I can 100% confirm this is a major and painful issue to track down. It took me weeks to figure out why my system stopped booting with some newer kernels (which were actually innocent). It turns out the update of the package device-mapper-persistent-data to version 1.0 from version 0.9 breaks the boot on my system because I had a thin pool in need of repair, but there was no information about this at all, I could only see that some of my LVM volumes (the one in the affected thin pool, so all of them except swap) were not active. Please note that booting with an older kernel and an older initramfs using the older version of device-mapper-persistent-data was booting the system successfully. Adding adding `--auto-repair` to `thin_check_options` in `/etc/lvm/lvm.conf`, as suggested, and regenerating the initramfs made the system bootable again. If automatic repair is not desired an error message should be displayed pointing to the thinpool issue, eliminating the guess game. Thank you so much for the --auto-repair hint. Kind regards.
Did the --auto-repair hint come from the mailing list?
(In reply to Jonathan Earl Brassow from comment #3) > Did the --auto-repair hint come from the mailing list? It came from the first comment of this bug report, from Eric, which he got from the github link the posted in the same comment. That github issue also suggest that distributions should set --auto-repair by default, as now thin_check does more comprehensive checks on the metadata and might return non zero even if you just have some leaked blocks (which was my case) and can be automatically repaired safely. The problem when the repair cannot be done automatically still remains, it's not very clear why the boot process is failing. You are only told, after a very long time, that your root volume is not appearing.

* [PROBLEM]
Answer these questions from the bug report.
1. Which package update stopped the system from booting, and between which versions?
2. Which option was added to `thin_check_options`, and in which file?
3. What metadata problem did the poster turn out to have?
Rely only on the bug report for your responses.

* [LISTED ENTRIES]

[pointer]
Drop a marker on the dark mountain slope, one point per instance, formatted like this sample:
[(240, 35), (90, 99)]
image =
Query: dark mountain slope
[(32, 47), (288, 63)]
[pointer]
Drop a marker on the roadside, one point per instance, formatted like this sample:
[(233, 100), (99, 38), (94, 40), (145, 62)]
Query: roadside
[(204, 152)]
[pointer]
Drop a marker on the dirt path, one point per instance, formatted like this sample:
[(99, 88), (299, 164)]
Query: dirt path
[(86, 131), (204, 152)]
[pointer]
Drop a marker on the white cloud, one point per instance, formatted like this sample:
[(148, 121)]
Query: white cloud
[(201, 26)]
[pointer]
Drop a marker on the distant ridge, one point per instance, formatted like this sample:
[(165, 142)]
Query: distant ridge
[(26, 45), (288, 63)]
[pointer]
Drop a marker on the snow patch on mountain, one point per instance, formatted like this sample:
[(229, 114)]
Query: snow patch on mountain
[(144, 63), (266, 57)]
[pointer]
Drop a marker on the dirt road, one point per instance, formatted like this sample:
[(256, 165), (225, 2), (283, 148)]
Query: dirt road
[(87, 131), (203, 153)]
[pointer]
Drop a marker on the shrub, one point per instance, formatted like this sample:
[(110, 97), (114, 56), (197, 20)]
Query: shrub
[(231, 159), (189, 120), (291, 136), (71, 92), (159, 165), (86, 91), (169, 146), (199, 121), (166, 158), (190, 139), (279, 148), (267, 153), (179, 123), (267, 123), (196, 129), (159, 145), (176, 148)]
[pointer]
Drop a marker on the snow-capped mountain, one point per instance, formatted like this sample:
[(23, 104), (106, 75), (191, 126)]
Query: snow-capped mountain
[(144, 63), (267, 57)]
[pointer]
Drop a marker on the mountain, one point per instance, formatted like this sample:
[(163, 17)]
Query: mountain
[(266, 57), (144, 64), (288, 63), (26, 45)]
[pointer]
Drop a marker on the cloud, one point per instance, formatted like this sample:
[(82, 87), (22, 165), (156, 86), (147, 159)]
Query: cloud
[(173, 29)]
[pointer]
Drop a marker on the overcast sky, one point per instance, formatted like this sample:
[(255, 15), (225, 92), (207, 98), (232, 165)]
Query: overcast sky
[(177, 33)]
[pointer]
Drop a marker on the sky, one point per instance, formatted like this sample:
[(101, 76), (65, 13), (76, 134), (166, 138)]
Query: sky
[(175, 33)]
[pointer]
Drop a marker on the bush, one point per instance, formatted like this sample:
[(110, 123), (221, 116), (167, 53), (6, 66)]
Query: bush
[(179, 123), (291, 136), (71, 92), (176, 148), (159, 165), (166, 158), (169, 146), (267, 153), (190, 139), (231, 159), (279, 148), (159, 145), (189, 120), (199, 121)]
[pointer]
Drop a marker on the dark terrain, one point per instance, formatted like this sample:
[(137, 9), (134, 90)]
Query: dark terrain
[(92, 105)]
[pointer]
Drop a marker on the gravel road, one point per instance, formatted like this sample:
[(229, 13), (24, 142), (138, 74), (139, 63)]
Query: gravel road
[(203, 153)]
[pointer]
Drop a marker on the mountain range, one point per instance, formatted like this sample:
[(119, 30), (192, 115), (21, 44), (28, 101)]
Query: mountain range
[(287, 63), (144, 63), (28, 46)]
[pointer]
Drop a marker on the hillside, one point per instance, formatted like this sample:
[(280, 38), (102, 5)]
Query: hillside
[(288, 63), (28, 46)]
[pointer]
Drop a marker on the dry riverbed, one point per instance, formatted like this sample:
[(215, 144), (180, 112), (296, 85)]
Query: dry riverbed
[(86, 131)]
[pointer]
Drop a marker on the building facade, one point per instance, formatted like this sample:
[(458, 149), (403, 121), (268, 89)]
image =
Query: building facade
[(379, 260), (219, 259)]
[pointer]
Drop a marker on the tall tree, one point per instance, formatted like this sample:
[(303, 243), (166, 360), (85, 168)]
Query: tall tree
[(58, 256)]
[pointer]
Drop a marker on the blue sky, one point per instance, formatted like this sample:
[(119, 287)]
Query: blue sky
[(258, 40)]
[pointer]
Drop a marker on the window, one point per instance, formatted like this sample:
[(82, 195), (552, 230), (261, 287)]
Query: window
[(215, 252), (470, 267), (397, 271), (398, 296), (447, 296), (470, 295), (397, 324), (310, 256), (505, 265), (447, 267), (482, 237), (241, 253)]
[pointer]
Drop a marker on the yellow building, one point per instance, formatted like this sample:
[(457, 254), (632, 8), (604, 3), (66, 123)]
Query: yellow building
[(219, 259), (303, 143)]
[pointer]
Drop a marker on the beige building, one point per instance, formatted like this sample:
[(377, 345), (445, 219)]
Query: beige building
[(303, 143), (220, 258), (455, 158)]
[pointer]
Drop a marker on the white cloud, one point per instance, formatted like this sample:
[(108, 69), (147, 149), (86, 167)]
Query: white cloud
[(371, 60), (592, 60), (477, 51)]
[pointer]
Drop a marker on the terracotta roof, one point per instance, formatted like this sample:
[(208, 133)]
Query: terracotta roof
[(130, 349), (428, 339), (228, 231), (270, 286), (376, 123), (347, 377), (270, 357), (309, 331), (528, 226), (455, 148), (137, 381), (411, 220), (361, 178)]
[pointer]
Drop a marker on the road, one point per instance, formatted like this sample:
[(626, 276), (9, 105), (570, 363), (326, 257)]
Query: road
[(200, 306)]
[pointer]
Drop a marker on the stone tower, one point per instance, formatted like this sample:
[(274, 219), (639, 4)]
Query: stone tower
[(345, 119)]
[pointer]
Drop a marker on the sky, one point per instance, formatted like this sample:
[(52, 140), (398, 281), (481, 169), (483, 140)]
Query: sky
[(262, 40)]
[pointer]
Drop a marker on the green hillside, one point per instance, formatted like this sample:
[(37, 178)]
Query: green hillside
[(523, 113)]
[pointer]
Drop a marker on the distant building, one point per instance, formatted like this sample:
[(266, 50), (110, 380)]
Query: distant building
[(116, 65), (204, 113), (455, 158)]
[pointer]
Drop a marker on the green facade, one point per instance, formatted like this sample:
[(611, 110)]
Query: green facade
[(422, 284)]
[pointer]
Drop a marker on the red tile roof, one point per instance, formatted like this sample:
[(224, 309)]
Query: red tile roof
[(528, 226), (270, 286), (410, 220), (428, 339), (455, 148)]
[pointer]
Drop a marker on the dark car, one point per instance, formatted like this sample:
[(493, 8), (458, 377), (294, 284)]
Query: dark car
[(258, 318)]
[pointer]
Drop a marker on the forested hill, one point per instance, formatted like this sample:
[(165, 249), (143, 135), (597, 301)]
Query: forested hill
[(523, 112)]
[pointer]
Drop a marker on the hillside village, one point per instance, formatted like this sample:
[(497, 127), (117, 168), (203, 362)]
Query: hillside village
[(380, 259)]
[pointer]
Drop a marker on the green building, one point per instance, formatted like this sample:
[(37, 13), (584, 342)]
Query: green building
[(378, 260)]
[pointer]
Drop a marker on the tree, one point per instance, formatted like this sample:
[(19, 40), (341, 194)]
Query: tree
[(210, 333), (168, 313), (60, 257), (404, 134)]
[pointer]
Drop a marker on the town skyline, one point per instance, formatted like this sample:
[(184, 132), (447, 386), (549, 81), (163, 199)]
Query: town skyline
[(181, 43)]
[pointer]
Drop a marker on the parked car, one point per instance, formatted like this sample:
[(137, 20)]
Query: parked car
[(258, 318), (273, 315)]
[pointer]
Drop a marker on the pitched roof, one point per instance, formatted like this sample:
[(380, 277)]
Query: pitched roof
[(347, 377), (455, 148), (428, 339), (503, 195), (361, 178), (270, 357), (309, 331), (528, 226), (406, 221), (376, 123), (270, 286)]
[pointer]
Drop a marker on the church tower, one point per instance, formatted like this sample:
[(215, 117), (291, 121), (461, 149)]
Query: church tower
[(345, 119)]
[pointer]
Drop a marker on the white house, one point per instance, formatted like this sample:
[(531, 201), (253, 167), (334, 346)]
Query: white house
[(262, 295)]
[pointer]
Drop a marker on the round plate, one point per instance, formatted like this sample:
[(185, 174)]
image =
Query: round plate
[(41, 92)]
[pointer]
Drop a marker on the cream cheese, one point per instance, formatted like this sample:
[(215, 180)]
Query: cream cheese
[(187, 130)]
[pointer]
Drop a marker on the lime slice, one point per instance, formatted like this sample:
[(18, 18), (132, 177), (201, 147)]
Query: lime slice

* [ANSWER TO THIS TASK]
1. The update of device-mapper-persistent-data from version 0.9 to version 1.0.
2. `--auto-repair` was added in `/etc/lvm/lvm.conf`.
3. Some leaked blocks.